## Exercises to complete
(a) Translate this sentence from the article on Woodstock Villa into Spanish: "The film was released on 30 May 2008, and was a box-office failure."
(b) From the article on Woodstock Villa, output the part that opens with the words containing "Zara takes Sameer" and closes with "forest and returns.".
(c) Go on with the article on Woodstock Villa, picking up after its final sentence.

## Given text
==*==
- Theatrical release poster
- Directed by: Hansal Mehta
- Written by: Rajiv Krishna S. Farhan
- Dialogues by: Milap Zaveri
- Based on: Chaos by Hideo Nakata
- Produced by: Sanjay Gupta Ekta Kapoor Shobha Kapoor
- Starring: Sikandar Kher Neha Oberoi Arbaaz Khan Gulshan Grover Sachin Khedekar
- Cinematography: Vikash Nowlakha Mahesh Aney
- Edited by: Bunty Nagi
- Music by: Anu Malik Bappi Lahiri
- Distributed by: White Feather Films
- Release date: 30 May 2008;
- Running time: 94 minutes
- Country: India
- Language: Hindi
- Budget: ₹380 million
- Box office: ₹200 million

= Woodstock Villa =

2008 Indian film by Hansal Mehta

Woodstock Villa is a 2008 Indian Hindi-language neo-noir mystery thriller film directed by Hansal Mehta and jointly produced by Sanjay Gupta and Ekta Kapoor. Loosely based on the 2000 Japanese film Chaos, it stars debutants Sikandar Kher and Neha Oberoi, alongside Arbaaz Khan, Shakti Kapoor, Gulshan Grover and Sachin Khedekar. Sanjay Dutt makes a guest appearance. The film follows an unemployed man who helps a woman plot her own abduction in order to test her husband's love and dedication towards her. The soundtrack was composed by Anu Malik. It was filmed in Mumbai and Mauritius.

The film was released on 30 May 2008, and was a box-office failure. Kher's performance received praise, while the song placement was criticized.

==Plot==
Zara Kampani meets Sameer in a pub and lands in his flat, asking him to kidnap her so that she can test her husband, Jatin's love. Sameer can't refuse because he is in desperate need of money. He hasn't paid his rent for months and has to return a huge sum of money to a relative.

Zara takes Sameer to Woodstock Villa, the location of the kidnapping. Sameer orders Jatin to hand over 5 million dollars to him. After returning, Sameer discovers Zara is dead. An anonymous caller then threatens that he has only 30 minutes to bury the body and clear up all the evidence. He disposes of her body in a forest and returns.

To be on the safe side, he goes to Bangalore. Sameer sees Zara's video on television and heads back to find the truth. He finds Zara, and he convinces her to tell him the truth. Zara reveals that she and Jatin truly loved each other. Once in a fight, Jatin's real wife, Zara, accidentally died, and as her and Zara's faces were quite similar, she played the role of Zara. The kidnapping plan was hatched by Jatin and his girlfriend to get out of this murder and trap somebody else. Sameer calls Jatin to Woodstock Villa with the money, and he pays his rent and loan.
==*==
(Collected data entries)
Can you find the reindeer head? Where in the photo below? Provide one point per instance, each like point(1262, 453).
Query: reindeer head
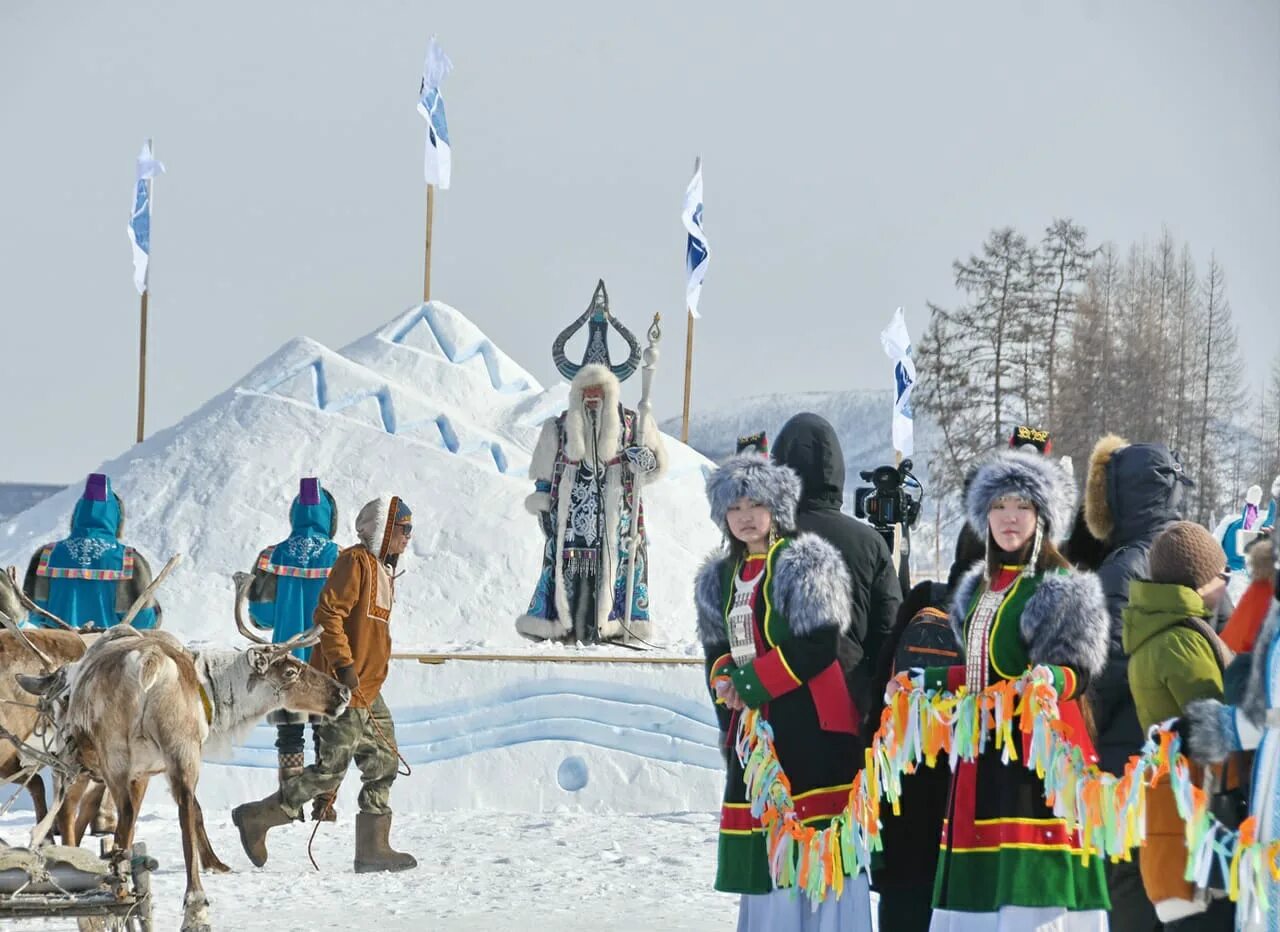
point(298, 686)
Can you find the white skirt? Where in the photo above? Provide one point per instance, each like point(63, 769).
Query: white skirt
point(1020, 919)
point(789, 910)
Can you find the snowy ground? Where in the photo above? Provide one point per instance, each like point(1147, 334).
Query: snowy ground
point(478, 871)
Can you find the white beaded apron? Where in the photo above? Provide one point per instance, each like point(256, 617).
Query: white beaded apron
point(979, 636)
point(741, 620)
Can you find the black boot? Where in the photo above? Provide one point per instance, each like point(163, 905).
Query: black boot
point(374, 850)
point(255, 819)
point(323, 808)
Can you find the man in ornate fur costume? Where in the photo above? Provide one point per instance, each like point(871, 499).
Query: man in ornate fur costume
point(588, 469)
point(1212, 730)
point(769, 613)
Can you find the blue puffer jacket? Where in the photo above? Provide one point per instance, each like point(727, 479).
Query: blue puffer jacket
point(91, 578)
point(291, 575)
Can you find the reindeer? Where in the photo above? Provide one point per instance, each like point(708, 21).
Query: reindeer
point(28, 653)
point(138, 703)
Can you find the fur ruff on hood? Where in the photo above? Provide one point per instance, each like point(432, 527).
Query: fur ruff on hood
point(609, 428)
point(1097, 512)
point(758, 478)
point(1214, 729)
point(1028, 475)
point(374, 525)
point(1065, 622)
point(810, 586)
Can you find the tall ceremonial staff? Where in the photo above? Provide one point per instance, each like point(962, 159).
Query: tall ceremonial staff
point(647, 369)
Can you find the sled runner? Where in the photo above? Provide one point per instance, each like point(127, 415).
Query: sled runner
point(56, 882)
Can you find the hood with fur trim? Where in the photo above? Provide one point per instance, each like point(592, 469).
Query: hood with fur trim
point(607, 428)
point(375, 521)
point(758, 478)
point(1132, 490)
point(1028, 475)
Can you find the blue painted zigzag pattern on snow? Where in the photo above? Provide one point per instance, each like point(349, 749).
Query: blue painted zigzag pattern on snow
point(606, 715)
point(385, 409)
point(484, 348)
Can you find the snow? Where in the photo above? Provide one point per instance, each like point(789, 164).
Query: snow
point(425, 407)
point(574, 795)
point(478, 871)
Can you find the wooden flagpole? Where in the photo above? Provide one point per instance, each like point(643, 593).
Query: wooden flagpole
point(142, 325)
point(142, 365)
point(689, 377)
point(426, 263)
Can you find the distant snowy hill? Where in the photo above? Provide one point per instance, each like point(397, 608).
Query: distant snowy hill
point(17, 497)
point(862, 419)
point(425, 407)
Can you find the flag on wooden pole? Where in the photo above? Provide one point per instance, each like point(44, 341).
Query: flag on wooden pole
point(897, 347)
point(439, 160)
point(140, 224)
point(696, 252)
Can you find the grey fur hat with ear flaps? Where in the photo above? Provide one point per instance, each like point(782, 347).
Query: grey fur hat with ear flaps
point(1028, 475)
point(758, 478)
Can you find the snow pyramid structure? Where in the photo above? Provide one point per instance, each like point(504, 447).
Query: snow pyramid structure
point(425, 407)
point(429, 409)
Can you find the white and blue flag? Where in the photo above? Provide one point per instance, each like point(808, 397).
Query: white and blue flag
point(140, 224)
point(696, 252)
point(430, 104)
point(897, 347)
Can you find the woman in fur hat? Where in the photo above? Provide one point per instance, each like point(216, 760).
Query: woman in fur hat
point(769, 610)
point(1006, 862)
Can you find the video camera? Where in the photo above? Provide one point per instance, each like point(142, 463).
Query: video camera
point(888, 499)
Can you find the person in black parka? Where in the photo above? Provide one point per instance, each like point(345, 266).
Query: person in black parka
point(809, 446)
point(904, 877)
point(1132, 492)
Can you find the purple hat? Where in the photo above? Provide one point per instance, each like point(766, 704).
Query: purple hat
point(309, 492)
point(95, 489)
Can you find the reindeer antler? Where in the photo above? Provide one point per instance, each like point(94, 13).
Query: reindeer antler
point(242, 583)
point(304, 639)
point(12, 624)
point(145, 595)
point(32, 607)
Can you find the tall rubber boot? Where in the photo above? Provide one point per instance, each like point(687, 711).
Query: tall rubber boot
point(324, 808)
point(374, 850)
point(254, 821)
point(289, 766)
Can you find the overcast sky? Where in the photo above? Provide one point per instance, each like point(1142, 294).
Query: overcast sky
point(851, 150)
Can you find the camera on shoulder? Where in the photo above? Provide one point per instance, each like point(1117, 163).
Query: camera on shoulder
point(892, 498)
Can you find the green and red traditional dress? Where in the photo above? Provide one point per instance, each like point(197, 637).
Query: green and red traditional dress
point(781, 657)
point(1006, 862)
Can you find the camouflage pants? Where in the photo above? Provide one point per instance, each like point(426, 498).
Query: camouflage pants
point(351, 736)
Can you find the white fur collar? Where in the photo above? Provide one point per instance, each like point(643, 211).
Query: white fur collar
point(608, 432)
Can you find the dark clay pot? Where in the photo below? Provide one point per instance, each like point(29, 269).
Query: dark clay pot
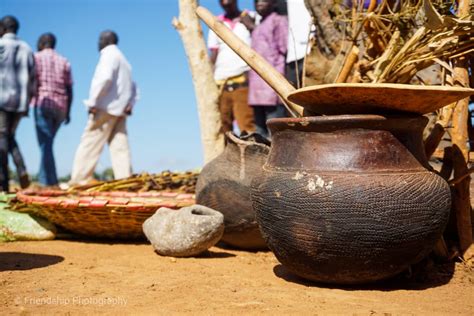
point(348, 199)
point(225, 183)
==*==
## Answers
(a) La película se estrenó el 30 de mayo de 2008 y fue un fracaso de taquilla.

(b)
Zara takes Sameer to Woodstock Villa, the location of the kidnapping. Sameer orders Jatin to hand over 5 million dollars to him. After returning, Sameer discovers Zara is dead. An anonymous caller then threatens that he has only 30 minutes to bury the body and clear up all the evidence. He disposes of her body in a forest and returns.

(c)
He goes to the airport while Jatin gets caught by the police. Jatin tells the police that he was not the only one to commit the crime. Sameer gives a bag to Zara, but there is no money inside that bag; he had taken the real bag of money. The ball was in Zara's court. If she boarded the plane, Sameer would have trusted her. She decided to cheat Sameer and got cheated herself. Sameer's flight takes off while Jatin's partner gets arrested.

==Cast==
- Sikandar Kher as Sameer Shroff
- Neha Oberoi as Zara Kampani / Reshma
- Arbaaz Khan as Jatin Kampani
- Gulshan Grover as Karim Bhai
- Shakti Kapoor as Mr. Amit Chawla, Sameer's landlord
- Sachin Khedekar
- Gaurav Gera as Ajay Verma
- Sanjay Dutt (special appearance in the song "Kyun")
- Aryans (special appearance in the song "Kyun")

==Production==
Sikander Kher had several expectations from the media for his debut film. Although his family name would provide recognition, he chose to have his only his first name listed on the credits. Sanjay Gupta, the producer of Woodstock Villa, is the uncle of the other newcomer, Neha Oberoi, who found it exciting and challenging to play the role of a kidnapped wife. Gupta offered Mehta the opportunity to direct the film at the point where the latter was out of work.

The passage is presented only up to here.